STUDY MATERIAL -

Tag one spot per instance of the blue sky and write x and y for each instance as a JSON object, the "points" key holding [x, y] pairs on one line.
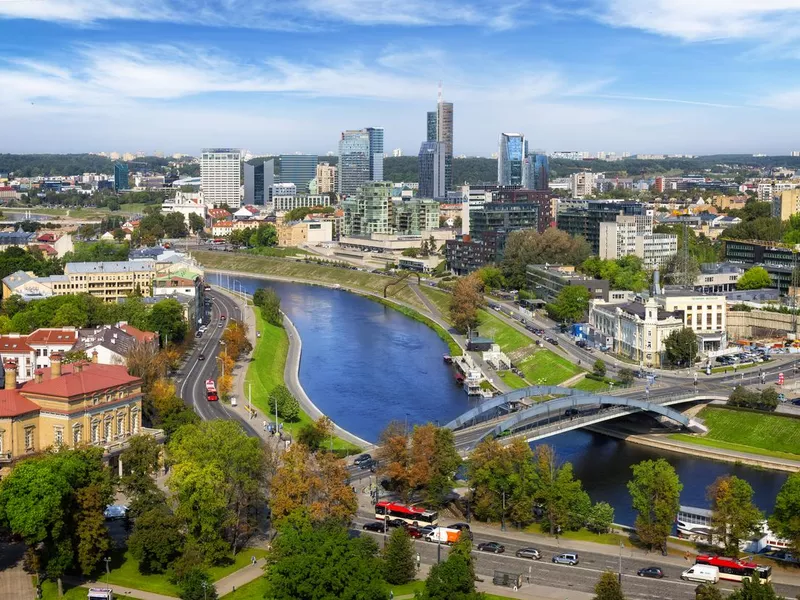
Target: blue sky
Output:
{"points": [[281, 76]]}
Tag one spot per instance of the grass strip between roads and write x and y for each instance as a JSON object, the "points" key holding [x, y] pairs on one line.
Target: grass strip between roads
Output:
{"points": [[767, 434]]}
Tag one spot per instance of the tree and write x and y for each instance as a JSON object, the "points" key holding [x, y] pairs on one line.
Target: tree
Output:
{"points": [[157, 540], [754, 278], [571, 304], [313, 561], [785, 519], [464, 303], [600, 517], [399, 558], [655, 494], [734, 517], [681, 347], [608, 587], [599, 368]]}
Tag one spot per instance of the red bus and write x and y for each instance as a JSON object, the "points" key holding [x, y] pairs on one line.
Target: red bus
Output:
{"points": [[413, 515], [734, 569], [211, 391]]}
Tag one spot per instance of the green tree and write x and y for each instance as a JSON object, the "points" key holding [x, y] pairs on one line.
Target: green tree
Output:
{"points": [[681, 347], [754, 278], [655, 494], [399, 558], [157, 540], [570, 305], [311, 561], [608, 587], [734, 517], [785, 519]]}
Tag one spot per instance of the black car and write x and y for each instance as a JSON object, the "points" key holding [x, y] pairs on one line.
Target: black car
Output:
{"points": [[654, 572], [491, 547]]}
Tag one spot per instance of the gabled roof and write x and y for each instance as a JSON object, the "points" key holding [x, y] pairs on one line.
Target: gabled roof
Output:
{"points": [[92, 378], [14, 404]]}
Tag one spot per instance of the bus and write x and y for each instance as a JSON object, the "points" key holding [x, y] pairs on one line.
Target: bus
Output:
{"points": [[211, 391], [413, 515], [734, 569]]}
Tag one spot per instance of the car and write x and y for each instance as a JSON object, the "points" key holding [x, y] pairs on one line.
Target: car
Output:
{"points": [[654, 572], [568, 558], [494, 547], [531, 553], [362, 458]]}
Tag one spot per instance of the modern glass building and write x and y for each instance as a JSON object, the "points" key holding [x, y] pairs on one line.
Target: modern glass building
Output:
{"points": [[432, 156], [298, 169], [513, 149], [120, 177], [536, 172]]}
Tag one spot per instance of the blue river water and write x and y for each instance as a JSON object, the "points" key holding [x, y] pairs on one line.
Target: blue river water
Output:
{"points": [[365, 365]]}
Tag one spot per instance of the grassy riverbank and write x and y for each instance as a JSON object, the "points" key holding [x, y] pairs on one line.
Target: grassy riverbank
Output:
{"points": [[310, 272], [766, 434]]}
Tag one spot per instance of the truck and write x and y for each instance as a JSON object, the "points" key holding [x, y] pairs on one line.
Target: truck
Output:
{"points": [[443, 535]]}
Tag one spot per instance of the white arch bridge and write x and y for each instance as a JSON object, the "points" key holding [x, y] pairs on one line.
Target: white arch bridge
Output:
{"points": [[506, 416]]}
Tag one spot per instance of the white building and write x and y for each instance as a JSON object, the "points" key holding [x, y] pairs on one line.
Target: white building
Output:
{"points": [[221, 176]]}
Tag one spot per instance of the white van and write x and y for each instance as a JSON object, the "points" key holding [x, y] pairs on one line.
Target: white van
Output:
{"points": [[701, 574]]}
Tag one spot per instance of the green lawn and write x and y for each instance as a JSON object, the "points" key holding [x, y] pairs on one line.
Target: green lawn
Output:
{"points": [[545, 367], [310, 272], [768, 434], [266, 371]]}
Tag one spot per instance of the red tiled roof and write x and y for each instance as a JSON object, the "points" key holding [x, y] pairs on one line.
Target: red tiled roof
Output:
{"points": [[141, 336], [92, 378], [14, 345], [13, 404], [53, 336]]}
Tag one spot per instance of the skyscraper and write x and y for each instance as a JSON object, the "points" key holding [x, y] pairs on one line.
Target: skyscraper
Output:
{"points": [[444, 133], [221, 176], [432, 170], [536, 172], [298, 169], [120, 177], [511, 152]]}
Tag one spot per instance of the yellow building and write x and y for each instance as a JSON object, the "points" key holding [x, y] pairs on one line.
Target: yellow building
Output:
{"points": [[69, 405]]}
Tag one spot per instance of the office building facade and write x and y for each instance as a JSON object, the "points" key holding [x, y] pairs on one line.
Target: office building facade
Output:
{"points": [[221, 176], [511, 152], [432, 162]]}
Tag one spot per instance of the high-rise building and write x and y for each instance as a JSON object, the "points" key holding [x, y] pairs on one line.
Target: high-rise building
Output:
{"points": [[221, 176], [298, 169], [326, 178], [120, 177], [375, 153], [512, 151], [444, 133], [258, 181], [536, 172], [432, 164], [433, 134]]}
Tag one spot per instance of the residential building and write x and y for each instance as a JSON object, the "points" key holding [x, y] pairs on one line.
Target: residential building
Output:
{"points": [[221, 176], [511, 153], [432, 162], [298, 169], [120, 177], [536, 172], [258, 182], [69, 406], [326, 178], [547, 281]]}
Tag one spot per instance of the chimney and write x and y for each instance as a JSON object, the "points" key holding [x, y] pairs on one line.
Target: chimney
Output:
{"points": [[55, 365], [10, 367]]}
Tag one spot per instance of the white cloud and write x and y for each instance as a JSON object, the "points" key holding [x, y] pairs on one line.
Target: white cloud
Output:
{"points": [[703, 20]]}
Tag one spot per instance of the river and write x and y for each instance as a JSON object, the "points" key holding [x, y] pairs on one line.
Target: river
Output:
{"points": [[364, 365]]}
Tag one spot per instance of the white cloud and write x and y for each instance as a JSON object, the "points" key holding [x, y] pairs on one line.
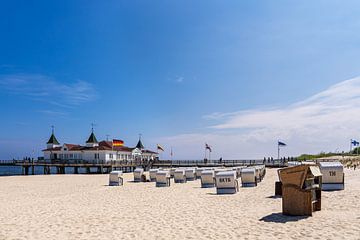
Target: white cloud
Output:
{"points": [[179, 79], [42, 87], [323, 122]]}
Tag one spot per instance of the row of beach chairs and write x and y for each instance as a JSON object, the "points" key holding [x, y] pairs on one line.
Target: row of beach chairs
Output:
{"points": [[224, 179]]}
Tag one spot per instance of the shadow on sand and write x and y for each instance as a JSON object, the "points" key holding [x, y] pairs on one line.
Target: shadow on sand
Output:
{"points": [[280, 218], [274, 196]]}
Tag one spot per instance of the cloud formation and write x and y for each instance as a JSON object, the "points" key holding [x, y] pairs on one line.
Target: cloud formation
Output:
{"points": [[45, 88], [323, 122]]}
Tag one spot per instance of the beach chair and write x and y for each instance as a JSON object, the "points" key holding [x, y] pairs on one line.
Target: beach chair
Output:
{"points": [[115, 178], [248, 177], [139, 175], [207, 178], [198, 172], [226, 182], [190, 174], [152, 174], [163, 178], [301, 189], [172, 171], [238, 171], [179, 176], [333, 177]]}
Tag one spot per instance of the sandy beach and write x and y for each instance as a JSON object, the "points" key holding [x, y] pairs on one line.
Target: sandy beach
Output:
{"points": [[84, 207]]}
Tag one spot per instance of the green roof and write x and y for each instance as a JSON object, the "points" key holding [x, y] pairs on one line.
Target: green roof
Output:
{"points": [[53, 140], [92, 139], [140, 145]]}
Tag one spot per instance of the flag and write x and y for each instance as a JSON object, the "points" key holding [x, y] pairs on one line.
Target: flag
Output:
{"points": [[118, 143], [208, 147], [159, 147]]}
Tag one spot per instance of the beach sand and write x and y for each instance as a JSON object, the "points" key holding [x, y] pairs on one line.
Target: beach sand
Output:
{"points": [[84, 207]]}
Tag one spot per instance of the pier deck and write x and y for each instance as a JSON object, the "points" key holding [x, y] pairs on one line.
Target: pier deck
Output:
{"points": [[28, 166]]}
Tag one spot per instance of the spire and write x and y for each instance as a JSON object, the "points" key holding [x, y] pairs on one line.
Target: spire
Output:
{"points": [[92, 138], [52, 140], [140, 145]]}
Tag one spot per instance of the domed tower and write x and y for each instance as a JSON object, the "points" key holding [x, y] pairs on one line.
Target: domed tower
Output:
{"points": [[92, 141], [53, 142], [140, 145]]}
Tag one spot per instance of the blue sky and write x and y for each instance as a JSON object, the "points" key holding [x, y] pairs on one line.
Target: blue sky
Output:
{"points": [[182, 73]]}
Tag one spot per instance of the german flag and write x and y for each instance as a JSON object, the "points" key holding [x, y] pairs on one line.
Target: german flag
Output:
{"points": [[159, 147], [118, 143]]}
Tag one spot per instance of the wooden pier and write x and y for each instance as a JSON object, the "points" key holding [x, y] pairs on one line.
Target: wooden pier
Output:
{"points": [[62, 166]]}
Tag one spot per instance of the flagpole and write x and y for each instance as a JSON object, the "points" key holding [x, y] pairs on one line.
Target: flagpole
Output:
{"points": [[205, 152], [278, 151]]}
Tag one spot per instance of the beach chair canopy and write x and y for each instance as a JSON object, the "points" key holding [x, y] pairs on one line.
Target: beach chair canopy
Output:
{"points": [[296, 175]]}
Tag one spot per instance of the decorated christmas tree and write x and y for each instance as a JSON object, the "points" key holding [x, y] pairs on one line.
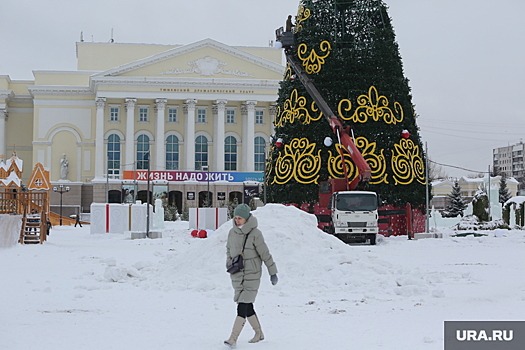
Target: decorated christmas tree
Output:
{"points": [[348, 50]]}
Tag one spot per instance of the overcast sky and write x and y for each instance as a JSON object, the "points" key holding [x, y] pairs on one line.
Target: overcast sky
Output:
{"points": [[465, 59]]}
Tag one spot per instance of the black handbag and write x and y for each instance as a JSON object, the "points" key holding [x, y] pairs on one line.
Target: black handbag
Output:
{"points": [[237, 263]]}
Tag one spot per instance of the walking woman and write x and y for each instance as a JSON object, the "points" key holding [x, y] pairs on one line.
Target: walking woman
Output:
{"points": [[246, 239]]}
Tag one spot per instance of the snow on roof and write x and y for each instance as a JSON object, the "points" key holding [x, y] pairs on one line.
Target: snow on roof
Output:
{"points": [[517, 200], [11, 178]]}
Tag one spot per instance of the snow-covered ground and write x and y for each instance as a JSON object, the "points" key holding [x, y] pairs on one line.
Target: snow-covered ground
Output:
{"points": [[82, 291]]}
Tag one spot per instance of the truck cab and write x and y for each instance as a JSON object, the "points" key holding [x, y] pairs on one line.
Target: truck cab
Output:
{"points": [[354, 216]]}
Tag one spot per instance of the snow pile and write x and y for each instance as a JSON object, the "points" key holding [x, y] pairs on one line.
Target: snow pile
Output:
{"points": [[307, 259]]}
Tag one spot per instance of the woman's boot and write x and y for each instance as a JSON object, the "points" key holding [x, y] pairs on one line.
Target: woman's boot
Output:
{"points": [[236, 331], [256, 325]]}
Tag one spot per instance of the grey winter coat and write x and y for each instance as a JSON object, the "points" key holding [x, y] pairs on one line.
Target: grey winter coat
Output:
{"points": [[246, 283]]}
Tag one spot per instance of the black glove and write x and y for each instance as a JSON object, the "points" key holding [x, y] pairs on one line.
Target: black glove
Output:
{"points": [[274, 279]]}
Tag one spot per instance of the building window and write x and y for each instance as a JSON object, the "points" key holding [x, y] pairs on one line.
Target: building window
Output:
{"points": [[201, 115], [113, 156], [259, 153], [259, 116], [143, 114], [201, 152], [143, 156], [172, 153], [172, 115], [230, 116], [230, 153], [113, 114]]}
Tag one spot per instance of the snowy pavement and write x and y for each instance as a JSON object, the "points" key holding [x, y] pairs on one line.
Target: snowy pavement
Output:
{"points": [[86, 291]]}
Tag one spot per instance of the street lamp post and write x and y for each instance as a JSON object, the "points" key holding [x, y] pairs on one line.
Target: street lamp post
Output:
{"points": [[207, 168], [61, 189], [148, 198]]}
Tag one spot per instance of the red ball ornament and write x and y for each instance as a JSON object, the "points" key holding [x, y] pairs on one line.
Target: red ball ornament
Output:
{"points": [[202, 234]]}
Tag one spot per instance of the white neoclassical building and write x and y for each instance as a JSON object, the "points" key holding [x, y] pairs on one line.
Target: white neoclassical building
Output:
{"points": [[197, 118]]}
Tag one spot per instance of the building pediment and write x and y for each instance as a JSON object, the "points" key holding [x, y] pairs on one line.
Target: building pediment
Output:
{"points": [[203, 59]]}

PROMPT - Pull together all lines from the data that mention the word "street".

SOLUTION TO THE EXERCISE -
Tag one spot per instance of the street lamp post and write x and y for each instance as a JSON object, the "points" key holding [x, y] pairs on one line.
Target: street lamp post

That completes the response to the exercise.